People, livestock and foliage form the bulk of their repertoire. But that's where the similarities end. Vaikuntam's work has developed into an almost classic mould, grown into portraits of lush women and (yes, it must be agreed) equally macho men.
 
Laxma Goud's, on the other hand, are almost developed into caricatures, at once laughing within (through an inward gaze) as at their presentation on canvas.
 
Laxma Goud, born in Andhra Pradesh, a student of the , Hyderabad (and later a teacher in the University of Hyderabad's art department), has been considered by most of his peers as a master draughtsman.
 
Others view him as a consummate storyteller, for that's what he uses his pencil and brush to great effect for. Picture him then in his studio, straddling the floor, his paints spread about him, as he pencils, then colours, his man and woman and goat and bird and tree, fixing them with an everyday eroticism.
 
This exercise of the libido is a little more articulated when it comes to his female subjects, but it is also tinged with street humour.
 
If one were to follow his career laterally, after his post-graduation from MS University in Baroda, it would involve his early, almost-monochromatic experiments (foliage and people being his chief occupation) that was followed by a more Surrealistic phase in which animals and birds morphed into semi-humans or assumed shapes that were larger than life.
 
Through all this, a fecund sexuality defined his work, at once unselfconscious and unromantic, carnal almost rather than romantic.
 
Eventually, the work turned more decorative, and the libidinous eroticism was scaled down, though his faces became more abstracted.
 
In this, his current phase, he is no longer an "embarrassment" for drawing room collectors, and buoyed by the market created by Vaikuntam's popularity, there is a surge in his own reputation.
 
Already, galleries have begun to push up Goud's prices, and the year will see more of his work on display than was earlier seen.
 
His amazing skill with the pencil is still his best bet, but eventually his gentle humour is best illustrated in the pastel washes of his work. At sub-Rs 10 lakh prices, they're still a considerable steal.

Task requirements:
A - Quote the Laxma Goud article word for word, starting at "Through all this, a" and ending at "became more abstracted.".
B - Show each line in the records that contains the string "black", matching case exactly.

Stored rows:
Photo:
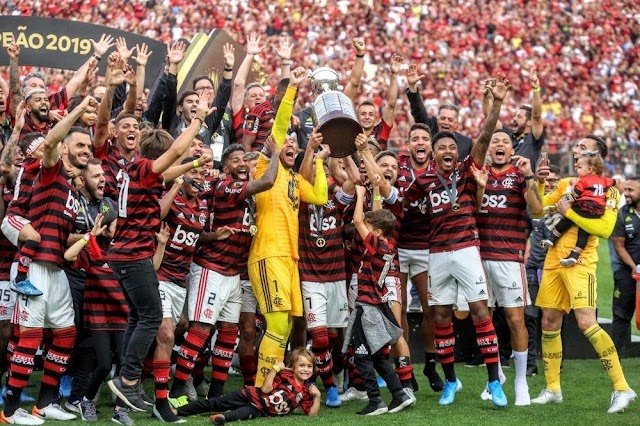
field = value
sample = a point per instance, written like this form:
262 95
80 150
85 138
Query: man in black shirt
626 240
447 120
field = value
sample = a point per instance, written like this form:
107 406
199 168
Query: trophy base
340 134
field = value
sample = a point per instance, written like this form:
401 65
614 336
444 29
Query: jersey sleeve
317 194
602 226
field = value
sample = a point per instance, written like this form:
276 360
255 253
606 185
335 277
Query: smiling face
500 150
420 145
288 152
38 105
77 148
367 116
188 107
389 167
445 153
128 131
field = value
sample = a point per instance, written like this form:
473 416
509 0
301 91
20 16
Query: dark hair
450 107
442 135
383 220
26 140
154 143
74 130
184 95
602 145
230 150
420 126
199 78
527 111
123 116
386 153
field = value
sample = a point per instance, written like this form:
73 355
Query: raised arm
14 77
100 48
499 89
240 82
389 109
356 72
60 130
536 106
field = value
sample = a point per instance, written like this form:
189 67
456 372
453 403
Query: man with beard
116 155
454 257
52 211
527 132
562 289
373 127
447 119
273 256
185 214
509 191
215 295
413 247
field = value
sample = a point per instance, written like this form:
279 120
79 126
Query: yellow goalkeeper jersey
601 227
277 209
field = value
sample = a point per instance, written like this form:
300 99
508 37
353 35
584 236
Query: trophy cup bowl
334 114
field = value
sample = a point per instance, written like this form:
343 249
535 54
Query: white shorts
507 284
249 301
7 300
413 262
213 297
456 272
11 227
353 292
172 297
325 304
54 309
394 290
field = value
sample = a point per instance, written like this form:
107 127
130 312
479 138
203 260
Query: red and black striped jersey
138 213
57 101
322 262
227 206
258 123
381 134
7 250
186 223
105 307
414 225
19 205
286 396
112 164
502 219
376 263
449 229
52 211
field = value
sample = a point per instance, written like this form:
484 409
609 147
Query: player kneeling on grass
372 326
284 389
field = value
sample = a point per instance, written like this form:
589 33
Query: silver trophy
333 113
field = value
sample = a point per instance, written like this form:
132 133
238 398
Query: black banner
61 43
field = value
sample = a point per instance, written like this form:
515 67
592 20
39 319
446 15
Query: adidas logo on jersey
362 350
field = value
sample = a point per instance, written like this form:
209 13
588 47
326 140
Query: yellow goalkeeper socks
552 357
606 350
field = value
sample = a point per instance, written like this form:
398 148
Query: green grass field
586 390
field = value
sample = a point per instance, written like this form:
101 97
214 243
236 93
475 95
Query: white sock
520 359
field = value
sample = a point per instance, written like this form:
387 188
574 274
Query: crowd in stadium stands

Completed exercise:
A -
Through all this, a fecund sexuality defined his work, at once unselfconscious and unromantic, carnal almost rather than romantic.
 
Eventually, the work turned more decorative, and the libidinous eroticism was scaled down, though his faces became more abstracted.

B -
Query: man in black shirt
Query: red and black striped jersey
Query: black banner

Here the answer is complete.